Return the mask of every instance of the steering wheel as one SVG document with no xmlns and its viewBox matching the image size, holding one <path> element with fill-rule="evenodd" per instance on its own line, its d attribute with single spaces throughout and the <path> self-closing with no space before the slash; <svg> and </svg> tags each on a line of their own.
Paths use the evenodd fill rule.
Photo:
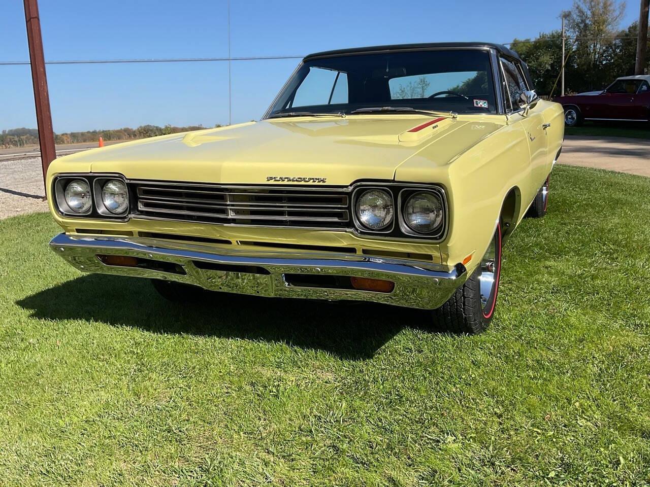
<svg viewBox="0 0 650 487">
<path fill-rule="evenodd" d="M 433 95 L 430 96 L 429 98 L 435 98 L 438 95 L 456 95 L 456 96 L 462 96 L 467 101 L 469 100 L 469 99 L 462 93 L 458 93 L 458 92 L 438 92 L 437 93 L 434 93 Z"/>
</svg>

○ ○ ○ ○ ○ ○ ○

## What you should do:
Copy out the items above, swapping every "steering wheel" for "handlebar" and keeping everything else the same. Leave out the pictures.

## Output below:
Return the mask of every instance of the handlebar as one SVG document with no xmlns and its viewBox matching the image size, holding one <path> element with fill-rule="evenodd" per instance on its own line, its d attribute with single spaces throughout and the <path> self-closing with no space before the slash; <svg> and </svg> tags each on a line of their own.
Paths use the evenodd fill rule.
Photo:
<svg viewBox="0 0 650 487">
<path fill-rule="evenodd" d="M 433 95 L 430 96 L 429 98 L 435 98 L 438 95 L 456 95 L 456 96 L 462 96 L 467 101 L 469 100 L 469 99 L 462 93 L 458 93 L 458 92 L 438 92 L 437 93 L 434 93 Z"/>
</svg>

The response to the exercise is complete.